» DOCUMENTO DI PARTENZA

···

L’incertezza sulle condizioni di una possibile Brexit ha fatto uscire allo scoperto esponenti di spicco del mondo economico e finanziario britannico, con prese di posizione ormai quotidiane. Non stupisce che la comunità finanziaria della City esprima posizioni contrastanti, con le banche d’investimento favorevoli a rimanere nell’Unione e gli hedge funds invece non contrari a una separazione. La maggior parte delle aziende, cui interessa mantenere l’accesso al mercato unico, spinge per rimanere, minacciando di spostare le proprie sedi altrove in Europa in caso di Brexit. Soltanto l’1% degli executives dei maggiori gruppi britannici sarebbe a favore di un’uscita (Ipsos Mori 2015).

Per usare le parole del direttore della confederazione degli industriali Uk (Cbi) John Cridland, il senso di generale incertezza, sia sul risultato elettorale sia sull’esito di un eventuale referendum, preoccupa il mondo delle imprese, mettendo a rischio lo sviluppo e l’attrattività del Paese. Per mettere fine allo stato d’incertezza attuale, più che per un desiderio di uscita, si devono leggere le dichiarazioni del presidente della Camera di commercio britannica (Bcc) John Longworth, secondo cui non solo il referendum è necessario, ma è auspicabile venga fatto entro la primavera del 2016.

···

» ESTRATTI DEI DATI

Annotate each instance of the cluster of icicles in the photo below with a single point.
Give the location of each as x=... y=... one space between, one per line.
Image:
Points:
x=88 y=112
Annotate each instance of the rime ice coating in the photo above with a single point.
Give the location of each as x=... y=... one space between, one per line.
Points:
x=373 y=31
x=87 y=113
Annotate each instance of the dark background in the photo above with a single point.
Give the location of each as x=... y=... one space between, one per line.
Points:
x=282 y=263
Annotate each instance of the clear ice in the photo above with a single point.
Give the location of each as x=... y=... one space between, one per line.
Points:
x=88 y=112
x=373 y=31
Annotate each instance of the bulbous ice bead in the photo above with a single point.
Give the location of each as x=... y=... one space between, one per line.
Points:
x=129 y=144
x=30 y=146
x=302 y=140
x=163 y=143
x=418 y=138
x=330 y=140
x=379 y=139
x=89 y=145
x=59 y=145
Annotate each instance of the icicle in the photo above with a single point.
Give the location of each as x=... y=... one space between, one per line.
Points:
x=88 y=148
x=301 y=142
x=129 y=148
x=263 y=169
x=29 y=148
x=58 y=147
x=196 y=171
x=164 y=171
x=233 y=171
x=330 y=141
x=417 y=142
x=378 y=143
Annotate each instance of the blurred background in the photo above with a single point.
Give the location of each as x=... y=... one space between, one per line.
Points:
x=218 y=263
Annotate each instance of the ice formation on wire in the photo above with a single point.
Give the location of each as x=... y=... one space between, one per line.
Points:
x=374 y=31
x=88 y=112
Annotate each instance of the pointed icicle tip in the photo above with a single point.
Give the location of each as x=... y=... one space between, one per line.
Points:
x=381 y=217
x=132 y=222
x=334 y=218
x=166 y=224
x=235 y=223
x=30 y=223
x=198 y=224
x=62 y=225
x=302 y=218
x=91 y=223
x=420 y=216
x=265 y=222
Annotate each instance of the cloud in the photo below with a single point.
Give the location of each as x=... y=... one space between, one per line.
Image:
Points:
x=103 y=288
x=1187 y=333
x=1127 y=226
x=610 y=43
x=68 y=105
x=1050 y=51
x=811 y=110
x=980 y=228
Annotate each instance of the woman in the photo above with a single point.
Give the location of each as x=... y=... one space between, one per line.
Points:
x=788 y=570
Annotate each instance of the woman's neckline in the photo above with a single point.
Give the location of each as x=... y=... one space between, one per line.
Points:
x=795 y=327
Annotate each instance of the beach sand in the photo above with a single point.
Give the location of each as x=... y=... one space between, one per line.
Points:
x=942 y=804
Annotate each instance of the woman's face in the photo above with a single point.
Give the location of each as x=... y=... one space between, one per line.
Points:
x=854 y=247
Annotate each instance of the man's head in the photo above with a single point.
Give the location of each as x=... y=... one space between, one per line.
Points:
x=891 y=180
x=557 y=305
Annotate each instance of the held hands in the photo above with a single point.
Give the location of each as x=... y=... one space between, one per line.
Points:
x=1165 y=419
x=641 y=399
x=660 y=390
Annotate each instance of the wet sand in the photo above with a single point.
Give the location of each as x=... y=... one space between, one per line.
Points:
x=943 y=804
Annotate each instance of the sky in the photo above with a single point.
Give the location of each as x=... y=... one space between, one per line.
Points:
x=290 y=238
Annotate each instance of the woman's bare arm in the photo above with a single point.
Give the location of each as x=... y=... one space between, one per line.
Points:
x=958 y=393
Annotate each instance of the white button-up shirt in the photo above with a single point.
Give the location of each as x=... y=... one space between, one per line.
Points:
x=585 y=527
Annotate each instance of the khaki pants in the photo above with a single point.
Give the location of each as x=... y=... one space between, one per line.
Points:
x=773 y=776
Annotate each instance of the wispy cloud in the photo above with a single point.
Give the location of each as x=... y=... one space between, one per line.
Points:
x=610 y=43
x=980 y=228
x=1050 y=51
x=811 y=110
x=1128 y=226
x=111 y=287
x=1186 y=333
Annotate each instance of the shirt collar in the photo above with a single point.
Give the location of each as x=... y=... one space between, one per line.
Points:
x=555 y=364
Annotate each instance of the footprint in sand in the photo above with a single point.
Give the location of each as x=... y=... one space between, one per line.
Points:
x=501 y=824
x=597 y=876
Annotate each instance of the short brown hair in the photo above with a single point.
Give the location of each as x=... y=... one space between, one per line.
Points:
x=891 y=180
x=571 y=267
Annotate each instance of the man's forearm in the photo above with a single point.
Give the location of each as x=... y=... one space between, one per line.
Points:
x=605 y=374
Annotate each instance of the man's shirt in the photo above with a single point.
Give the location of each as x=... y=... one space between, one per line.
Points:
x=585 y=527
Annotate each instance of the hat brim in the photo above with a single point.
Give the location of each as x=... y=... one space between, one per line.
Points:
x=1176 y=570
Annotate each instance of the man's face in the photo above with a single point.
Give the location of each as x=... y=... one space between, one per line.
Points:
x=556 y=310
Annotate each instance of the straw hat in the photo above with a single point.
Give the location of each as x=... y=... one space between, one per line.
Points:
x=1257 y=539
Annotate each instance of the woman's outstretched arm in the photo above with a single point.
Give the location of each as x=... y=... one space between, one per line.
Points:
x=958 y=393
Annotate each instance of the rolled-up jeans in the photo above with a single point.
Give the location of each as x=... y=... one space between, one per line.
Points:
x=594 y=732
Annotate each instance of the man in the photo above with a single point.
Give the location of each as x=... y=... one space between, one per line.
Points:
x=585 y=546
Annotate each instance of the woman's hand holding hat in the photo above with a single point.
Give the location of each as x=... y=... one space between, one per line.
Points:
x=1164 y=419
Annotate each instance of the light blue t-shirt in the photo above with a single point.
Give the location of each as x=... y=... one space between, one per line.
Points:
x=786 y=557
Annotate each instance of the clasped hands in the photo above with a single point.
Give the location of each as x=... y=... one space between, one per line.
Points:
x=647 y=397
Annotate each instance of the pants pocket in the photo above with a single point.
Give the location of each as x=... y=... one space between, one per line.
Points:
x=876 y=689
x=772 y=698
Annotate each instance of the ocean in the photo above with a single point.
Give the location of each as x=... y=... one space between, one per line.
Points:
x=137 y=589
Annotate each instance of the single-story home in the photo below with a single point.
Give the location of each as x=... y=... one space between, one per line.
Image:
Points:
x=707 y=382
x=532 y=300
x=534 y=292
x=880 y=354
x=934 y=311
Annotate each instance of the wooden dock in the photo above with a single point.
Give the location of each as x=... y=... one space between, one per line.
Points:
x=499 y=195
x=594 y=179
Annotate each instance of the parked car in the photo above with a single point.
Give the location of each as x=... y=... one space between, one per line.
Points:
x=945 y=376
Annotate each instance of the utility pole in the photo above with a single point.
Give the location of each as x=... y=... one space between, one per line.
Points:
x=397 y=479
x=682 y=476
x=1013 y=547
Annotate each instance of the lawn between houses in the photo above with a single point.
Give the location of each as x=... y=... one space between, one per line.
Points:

···

» LAVORO RICHIESTO
Nel documento di partenza, entro quando il presidente della Camera di commercio britannica, John Longworth, ritiene auspicabile che si tenga il referendum?

» RISULTATO CORRETTO
Entro la primavera del 2016.